:: What to do ::
Reproduce the listing below word for word from start to finish, leaving out the pictures.

:: Available data ::
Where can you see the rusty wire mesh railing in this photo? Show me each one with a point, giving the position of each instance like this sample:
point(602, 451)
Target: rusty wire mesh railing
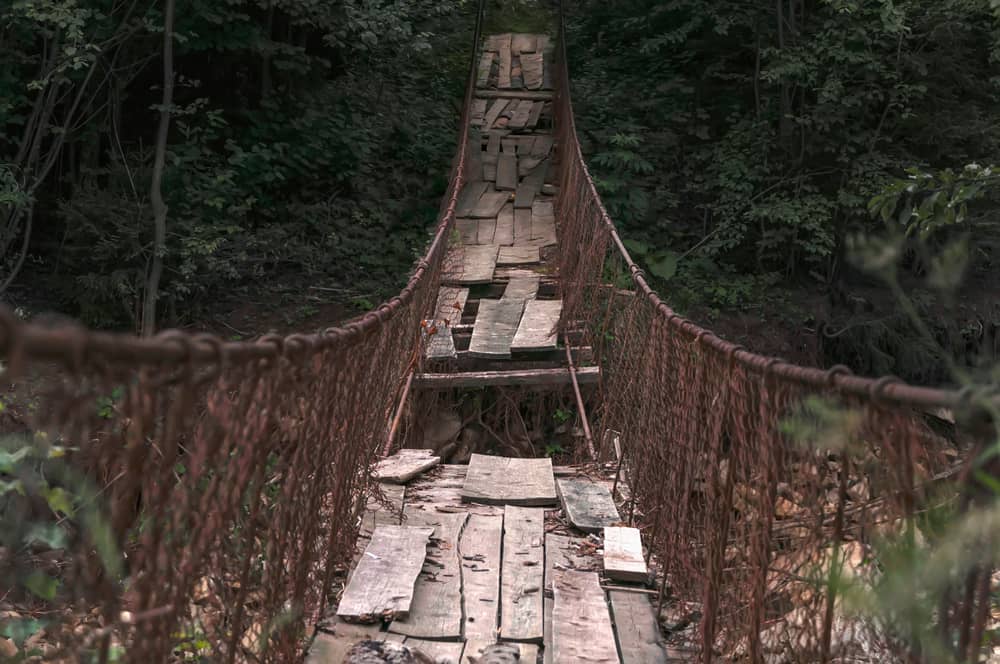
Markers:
point(216, 498)
point(749, 525)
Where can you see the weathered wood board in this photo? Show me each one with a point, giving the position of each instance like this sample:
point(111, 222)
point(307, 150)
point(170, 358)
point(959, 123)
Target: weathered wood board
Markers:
point(494, 329)
point(532, 69)
point(537, 330)
point(469, 198)
point(382, 585)
point(488, 481)
point(588, 505)
point(521, 288)
point(436, 610)
point(489, 204)
point(404, 465)
point(635, 623)
point(495, 110)
point(447, 313)
point(581, 624)
point(479, 552)
point(623, 559)
point(470, 265)
point(563, 553)
point(504, 234)
point(485, 65)
point(522, 574)
point(507, 172)
point(518, 256)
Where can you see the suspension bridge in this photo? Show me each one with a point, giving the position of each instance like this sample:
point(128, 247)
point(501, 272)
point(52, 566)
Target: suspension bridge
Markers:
point(306, 520)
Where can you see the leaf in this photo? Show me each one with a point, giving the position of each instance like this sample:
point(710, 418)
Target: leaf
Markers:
point(42, 585)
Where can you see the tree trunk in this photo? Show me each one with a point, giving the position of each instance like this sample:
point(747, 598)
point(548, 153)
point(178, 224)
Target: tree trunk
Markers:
point(156, 187)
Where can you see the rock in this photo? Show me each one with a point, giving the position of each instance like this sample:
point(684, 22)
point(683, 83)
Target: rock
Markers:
point(386, 652)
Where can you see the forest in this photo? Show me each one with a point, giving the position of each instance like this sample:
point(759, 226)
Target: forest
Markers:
point(299, 156)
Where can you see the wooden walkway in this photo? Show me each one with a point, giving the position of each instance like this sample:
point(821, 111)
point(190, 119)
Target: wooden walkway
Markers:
point(501, 563)
point(498, 305)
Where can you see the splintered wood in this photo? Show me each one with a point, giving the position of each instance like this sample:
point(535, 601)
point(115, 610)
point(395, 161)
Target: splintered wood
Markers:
point(381, 587)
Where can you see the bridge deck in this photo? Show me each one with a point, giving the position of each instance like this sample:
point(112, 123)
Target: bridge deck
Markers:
point(498, 572)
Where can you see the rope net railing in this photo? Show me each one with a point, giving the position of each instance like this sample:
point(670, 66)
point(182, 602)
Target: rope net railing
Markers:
point(214, 488)
point(755, 527)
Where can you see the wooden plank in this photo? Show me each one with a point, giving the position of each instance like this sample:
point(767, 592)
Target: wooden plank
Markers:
point(478, 114)
point(523, 377)
point(503, 78)
point(495, 110)
point(521, 43)
point(542, 146)
point(438, 651)
point(515, 94)
point(469, 265)
point(509, 481)
point(436, 611)
point(623, 560)
point(522, 226)
point(581, 625)
point(518, 256)
point(533, 70)
point(588, 505)
point(382, 585)
point(521, 288)
point(485, 66)
point(489, 204)
point(562, 553)
point(521, 114)
point(504, 234)
point(537, 330)
point(447, 314)
point(479, 551)
point(467, 200)
point(639, 639)
point(494, 329)
point(404, 465)
point(535, 115)
point(522, 572)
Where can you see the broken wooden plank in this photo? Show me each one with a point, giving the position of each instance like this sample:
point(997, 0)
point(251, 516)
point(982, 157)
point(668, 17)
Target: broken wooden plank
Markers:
point(562, 553)
point(504, 234)
point(469, 198)
point(479, 553)
point(588, 505)
point(503, 78)
point(495, 326)
point(447, 314)
point(436, 610)
point(522, 572)
point(495, 110)
point(635, 624)
point(485, 66)
point(521, 114)
point(537, 329)
point(489, 204)
point(518, 256)
point(521, 43)
point(382, 584)
point(507, 172)
point(581, 625)
point(623, 559)
point(404, 465)
point(532, 70)
point(469, 265)
point(521, 288)
point(509, 481)
point(522, 377)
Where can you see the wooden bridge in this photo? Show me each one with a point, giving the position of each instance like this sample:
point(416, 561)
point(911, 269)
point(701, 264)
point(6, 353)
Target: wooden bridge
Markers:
point(503, 550)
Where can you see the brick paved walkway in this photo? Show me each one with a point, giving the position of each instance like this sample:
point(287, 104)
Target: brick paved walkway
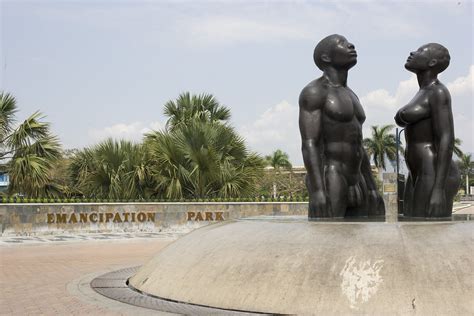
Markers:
point(35, 279)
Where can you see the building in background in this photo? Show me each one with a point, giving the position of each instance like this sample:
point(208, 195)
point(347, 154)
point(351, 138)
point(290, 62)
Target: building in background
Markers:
point(4, 181)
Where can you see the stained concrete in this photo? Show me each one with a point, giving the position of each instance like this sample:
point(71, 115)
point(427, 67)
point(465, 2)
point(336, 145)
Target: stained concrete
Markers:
point(327, 268)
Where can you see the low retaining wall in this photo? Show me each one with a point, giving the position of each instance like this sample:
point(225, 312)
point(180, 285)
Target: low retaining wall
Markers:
point(35, 219)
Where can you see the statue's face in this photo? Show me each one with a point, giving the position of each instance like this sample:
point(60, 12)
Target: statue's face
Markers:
point(343, 53)
point(419, 60)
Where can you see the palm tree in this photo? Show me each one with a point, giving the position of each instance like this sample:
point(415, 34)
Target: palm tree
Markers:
point(466, 166)
point(27, 152)
point(382, 145)
point(198, 154)
point(187, 107)
point(202, 159)
point(112, 170)
point(279, 159)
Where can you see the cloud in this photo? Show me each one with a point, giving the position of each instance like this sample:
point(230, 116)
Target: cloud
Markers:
point(132, 131)
point(382, 98)
point(276, 128)
point(462, 84)
point(232, 29)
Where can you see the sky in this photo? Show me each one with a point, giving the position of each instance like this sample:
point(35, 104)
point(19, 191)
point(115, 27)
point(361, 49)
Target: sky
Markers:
point(99, 69)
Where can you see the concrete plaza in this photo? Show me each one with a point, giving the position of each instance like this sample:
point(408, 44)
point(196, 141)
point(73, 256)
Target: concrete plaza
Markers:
point(50, 275)
point(48, 278)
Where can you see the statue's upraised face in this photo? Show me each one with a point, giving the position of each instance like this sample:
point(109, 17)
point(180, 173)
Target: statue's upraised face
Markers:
point(342, 53)
point(431, 56)
point(334, 50)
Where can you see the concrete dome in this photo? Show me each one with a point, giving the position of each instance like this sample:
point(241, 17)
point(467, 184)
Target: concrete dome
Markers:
point(299, 267)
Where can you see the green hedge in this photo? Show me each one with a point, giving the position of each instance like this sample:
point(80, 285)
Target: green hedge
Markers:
point(16, 199)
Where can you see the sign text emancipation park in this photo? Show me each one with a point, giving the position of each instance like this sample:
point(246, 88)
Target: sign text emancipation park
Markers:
point(117, 217)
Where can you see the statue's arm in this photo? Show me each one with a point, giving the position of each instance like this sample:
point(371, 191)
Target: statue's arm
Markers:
point(310, 122)
point(443, 129)
point(367, 172)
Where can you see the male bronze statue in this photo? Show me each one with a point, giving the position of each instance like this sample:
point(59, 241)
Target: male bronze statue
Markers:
point(339, 178)
point(433, 178)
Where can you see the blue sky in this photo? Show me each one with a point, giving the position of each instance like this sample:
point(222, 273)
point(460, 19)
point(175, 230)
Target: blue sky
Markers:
point(101, 69)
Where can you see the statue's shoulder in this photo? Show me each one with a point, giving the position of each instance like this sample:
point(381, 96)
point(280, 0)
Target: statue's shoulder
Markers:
point(314, 94)
point(439, 94)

:: Task solution ::
Where can you see the rusty wire mesh railing in this photo? Show me each one with a point, giving the position of each instance like this sample:
point(602, 451)
Target: rusty wire mesh railing
Markers:
point(216, 498)
point(749, 525)
Where can you see the weathered wood board in this photo? Show me each one with a point, giving the position of each instance like this sample:
point(111, 222)
point(307, 150)
point(170, 358)
point(959, 123)
Target: weathered wood board
Markers:
point(494, 329)
point(532, 69)
point(537, 330)
point(469, 198)
point(382, 585)
point(488, 481)
point(588, 505)
point(521, 288)
point(436, 610)
point(489, 204)
point(404, 465)
point(635, 623)
point(495, 110)
point(447, 313)
point(581, 624)
point(479, 552)
point(623, 559)
point(470, 265)
point(563, 553)
point(504, 234)
point(485, 65)
point(522, 574)
point(507, 172)
point(518, 256)
Where can you see the suspension bridge in this photo? Show me each one with a point, giving the position of each instance like this sample:
point(128, 247)
point(501, 272)
point(52, 566)
Target: suspension bridge
Markers:
point(306, 520)
Where can you see the leaf in this photo? Show me each one with a point, giving the position of each instance like this sample:
point(710, 418)
Target: leaf
Markers:
point(42, 585)
Where can you see the tree trunk in this photo? Show me each one with a point, giving the position of each instance like this sample:
point(747, 598)
point(548, 153)
point(178, 224)
Target: tree trunk
Markers:
point(156, 187)
Where can you see the rock in this photo? Show me each one with a point, giving the position of each instance like this sample:
point(684, 22)
point(683, 83)
Target: rock
Markers:
point(386, 652)
Where can you see the forest in this photo? Show me each one with a point, giving the position of each instance like this sample:
point(759, 226)
Target: forest
Markers:
point(299, 156)
Where can you see the wooden walkway in this photo? Show me each one with a point, giving the position of each instance like this sample:
point(821, 111)
point(190, 119)
Target: wooden walkway
Markers:
point(501, 563)
point(498, 305)
Where can you see the splintered wood in this photo? Show me each one with a point, giving the position of each instance like this sample:
point(535, 601)
point(115, 610)
point(395, 161)
Target: splintered wood
Markers:
point(381, 587)
Where can you see the bridge deck in this photo? Show me each one with a point, giving the position of each instance like this sample:
point(112, 123)
Target: bridge deck
Markers:
point(498, 572)
Where can you see the rope net railing in this photo? Show me each one with a point, giving the position of each instance like this sample:
point(670, 66)
point(182, 602)
Target: rope net railing
Markers:
point(214, 488)
point(755, 527)
Where can you see the wooden plank in this photo? Show me each one with a point, giving the position of each instance like this sample:
point(767, 592)
Target: wooden plank
Markers:
point(478, 114)
point(523, 377)
point(503, 78)
point(495, 110)
point(521, 43)
point(542, 146)
point(438, 651)
point(515, 94)
point(469, 265)
point(509, 481)
point(436, 611)
point(623, 560)
point(522, 226)
point(581, 625)
point(518, 256)
point(533, 70)
point(588, 505)
point(382, 585)
point(521, 288)
point(485, 66)
point(489, 204)
point(562, 553)
point(521, 114)
point(504, 234)
point(537, 330)
point(447, 314)
point(479, 551)
point(467, 200)
point(639, 639)
point(494, 329)
point(404, 465)
point(535, 115)
point(522, 572)
Where can you see the broken wooden plank in this photo? Show me each one with a point, giving the position of each instance like this sample:
point(997, 0)
point(251, 516)
point(982, 157)
point(668, 17)
Target: broken wooden plank
Markers:
point(562, 553)
point(504, 234)
point(469, 198)
point(479, 553)
point(588, 505)
point(503, 78)
point(495, 326)
point(447, 314)
point(436, 610)
point(522, 572)
point(495, 110)
point(635, 624)
point(485, 66)
point(521, 114)
point(537, 329)
point(489, 204)
point(518, 256)
point(521, 43)
point(382, 584)
point(507, 172)
point(581, 625)
point(623, 559)
point(404, 465)
point(532, 70)
point(469, 265)
point(521, 288)
point(509, 481)
point(522, 377)
Where can you see the wooden bridge in this photo? Show me each one with a point, giving the position of each instance like this sample:
point(416, 561)
point(911, 269)
point(701, 264)
point(6, 353)
Target: wooden bridge
Markers:
point(503, 550)
Where can you see the brick paved walkway in this photo? Show me each one with a point, giving the position of each instance like this sample:
point(287, 104)
Target: brick paved walkway
Markers:
point(35, 279)
Where can you see the building in background in this photo? Show me each one with a point, giving the position of each instance like this sample:
point(208, 195)
point(347, 154)
point(351, 138)
point(290, 62)
Target: building in background
Markers:
point(4, 181)
Where can you see the stained concrete in this photo? Show me each one with a point, giving the position of each instance like this sample:
point(71, 115)
point(427, 67)
point(465, 2)
point(336, 145)
Target: stained concrete
Markers:
point(327, 268)
Where can you see the low retaining wall in this photo? Show me each one with a point, giving the position of each instance like this sample:
point(225, 312)
point(180, 285)
Target: low retaining wall
Markers:
point(35, 219)
Where can you see the statue's face in this photo? Show me each one with a point, giving the position of each instance like this sample:
point(60, 12)
Target: statue's face
Markers:
point(343, 53)
point(419, 60)
Where can you see the palm tree in this photo? Show me each one with a point, giving the position of each instance like this sample:
point(415, 34)
Target: palm tree
Markers:
point(466, 166)
point(27, 152)
point(382, 145)
point(198, 154)
point(187, 107)
point(202, 159)
point(112, 170)
point(279, 159)
Where can you see the cloud in this photo? Show me each one with a point, giving the position of each instance like this sample:
point(230, 116)
Target: cloud
Markers:
point(132, 131)
point(382, 98)
point(276, 128)
point(462, 84)
point(232, 29)
Where can you see the sky in this photo? Show me each one with a point, giving the position of each instance like this sample:
point(35, 104)
point(19, 191)
point(115, 27)
point(361, 49)
Target: sky
Markers:
point(99, 69)
Where can you see the concrete plaza in this photo? Show me each one with a point, giving the position of each instance like this sample:
point(408, 44)
point(196, 141)
point(73, 256)
Target: concrete plaza
Markers:
point(50, 275)
point(48, 278)
Where can you see the statue's upraised face in this photo? Show me each one with a point, giving the position of each instance like this sample:
point(109, 17)
point(180, 173)
Target: statue's upraised face
Markers:
point(342, 53)
point(431, 56)
point(334, 50)
Where can you see the concrete dome in this photo? Show me each one with a point, giving the position of each instance like this sample:
point(241, 17)
point(467, 184)
Target: concrete dome
Markers:
point(299, 267)
Where can you see the green hedge in this photo? Show me each one with a point, giving the position of each instance like this sample:
point(80, 285)
Target: green hedge
Markers:
point(16, 199)
Where can you see the sign text emancipation park in this photo? Show me each one with a point, giving the position of each instance like this sample:
point(246, 88)
Target: sign text emancipation park
Markers:
point(117, 217)
Where can you see the statue's arm in this photo? Show me each one with a point, giving the position of each instance like this sample:
point(371, 191)
Target: statue's arm
Markers:
point(310, 122)
point(443, 129)
point(367, 172)
Where can you see the male bronze statue in this photo? Show me each one with a point, giving the position of each instance like this sample:
point(59, 241)
Target: male bronze statue
Markers:
point(339, 178)
point(433, 178)
Where can you see the blue sky in this photo? Show me each one with a point, giving the position of each instance like this sample:
point(222, 273)
point(460, 19)
point(175, 230)
Target: blue sky
Markers:
point(101, 69)
Where can you see the statue's shoulder in this photo? Show me each one with a point, giving the position of each instance like this sample:
point(381, 96)
point(280, 0)
Target: statue's shoulder
Markers:
point(314, 94)
point(439, 94)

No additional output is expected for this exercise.